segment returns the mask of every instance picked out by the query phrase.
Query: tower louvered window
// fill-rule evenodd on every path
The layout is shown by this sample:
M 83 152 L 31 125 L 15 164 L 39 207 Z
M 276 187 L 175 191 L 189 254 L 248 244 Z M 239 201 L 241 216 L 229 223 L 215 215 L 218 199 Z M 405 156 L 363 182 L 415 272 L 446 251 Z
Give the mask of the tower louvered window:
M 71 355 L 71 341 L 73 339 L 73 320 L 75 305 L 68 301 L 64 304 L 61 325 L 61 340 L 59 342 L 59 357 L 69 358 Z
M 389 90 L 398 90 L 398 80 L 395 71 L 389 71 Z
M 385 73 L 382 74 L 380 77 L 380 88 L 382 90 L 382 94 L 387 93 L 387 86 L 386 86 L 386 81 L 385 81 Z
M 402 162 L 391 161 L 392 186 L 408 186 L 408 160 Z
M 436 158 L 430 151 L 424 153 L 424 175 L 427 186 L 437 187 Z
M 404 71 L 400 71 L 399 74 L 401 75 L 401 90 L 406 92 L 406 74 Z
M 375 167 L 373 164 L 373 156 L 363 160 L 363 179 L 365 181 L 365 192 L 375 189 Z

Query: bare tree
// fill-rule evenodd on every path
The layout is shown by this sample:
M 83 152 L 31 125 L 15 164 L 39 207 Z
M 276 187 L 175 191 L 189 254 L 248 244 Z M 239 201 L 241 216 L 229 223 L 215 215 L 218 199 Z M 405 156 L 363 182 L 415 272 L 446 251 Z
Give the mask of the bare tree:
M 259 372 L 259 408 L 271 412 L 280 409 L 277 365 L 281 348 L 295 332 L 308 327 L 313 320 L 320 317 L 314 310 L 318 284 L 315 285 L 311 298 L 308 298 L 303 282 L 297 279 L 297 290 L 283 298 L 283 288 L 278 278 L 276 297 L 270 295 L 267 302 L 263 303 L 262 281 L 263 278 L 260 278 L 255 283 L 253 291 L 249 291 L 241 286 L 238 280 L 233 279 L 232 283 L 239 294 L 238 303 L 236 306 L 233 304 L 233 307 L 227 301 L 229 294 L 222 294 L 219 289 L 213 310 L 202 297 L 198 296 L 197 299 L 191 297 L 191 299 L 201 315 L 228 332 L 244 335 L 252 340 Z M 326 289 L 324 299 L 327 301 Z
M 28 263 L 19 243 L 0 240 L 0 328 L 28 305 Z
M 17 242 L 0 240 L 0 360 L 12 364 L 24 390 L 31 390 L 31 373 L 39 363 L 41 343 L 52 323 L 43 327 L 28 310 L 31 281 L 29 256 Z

==*==

• _Exercise brief_
Would you output all the records above exactly as written?

• _Response to this exercise_
segment returns the mask of every instance picked out by the query phrase.
Query: tower louvered window
// fill-rule evenodd on every path
The layout is shown by this sample:
M 83 152 L 31 125 L 15 164 L 39 207 Z
M 276 187 L 175 191 L 189 254 L 248 244 Z M 239 201 L 241 216 L 229 223 L 215 215 L 218 199 Z M 405 156 L 363 182 L 415 272 L 446 251 Z
Give the mask of the tower louvered window:
M 71 355 L 71 341 L 73 339 L 73 320 L 75 305 L 68 301 L 64 304 L 61 325 L 61 340 L 59 342 L 59 357 L 69 358 Z
M 389 90 L 398 90 L 398 80 L 395 71 L 389 71 Z
M 385 73 L 382 74 L 380 77 L 380 88 L 382 90 L 382 94 L 387 93 L 387 86 L 386 86 L 386 81 L 385 81 Z
M 402 162 L 391 161 L 392 186 L 408 186 L 408 160 Z
M 436 158 L 430 151 L 424 153 L 424 175 L 427 186 L 437 187 Z
M 404 71 L 400 71 L 399 74 L 401 75 L 401 90 L 406 92 L 406 74 Z
M 375 167 L 373 164 L 373 156 L 363 160 L 363 179 L 365 181 L 365 192 L 375 189 Z

Query: bare tree
// fill-rule evenodd on every path
The layout is shown by this sample:
M 83 152 L 31 125 L 15 164 L 39 207 Z
M 276 187 L 175 191 L 189 254 L 248 244 Z M 239 201 L 241 216 L 229 223 L 215 215 L 218 199 Z M 405 156 L 363 182 L 415 272 L 446 251 Z
Give the mask of the bare tree:
M 259 372 L 259 408 L 271 412 L 280 409 L 277 365 L 281 348 L 295 332 L 308 327 L 313 320 L 320 317 L 314 310 L 318 284 L 315 285 L 311 298 L 308 298 L 303 282 L 297 279 L 297 290 L 283 298 L 283 288 L 278 278 L 276 297 L 270 295 L 267 302 L 263 303 L 262 281 L 263 278 L 260 278 L 255 283 L 253 291 L 249 291 L 241 286 L 238 280 L 233 279 L 232 283 L 239 294 L 238 303 L 236 306 L 233 304 L 233 307 L 227 301 L 229 294 L 222 294 L 219 289 L 213 310 L 202 297 L 198 296 L 197 299 L 191 297 L 191 299 L 201 315 L 228 332 L 244 335 L 252 340 Z M 326 289 L 324 299 L 327 301 Z
M 28 263 L 19 243 L 0 240 L 0 328 L 28 305 Z
M 17 242 L 0 240 L 0 360 L 12 364 L 24 390 L 31 390 L 31 373 L 39 363 L 41 343 L 52 323 L 43 327 L 28 310 L 31 281 L 29 256 Z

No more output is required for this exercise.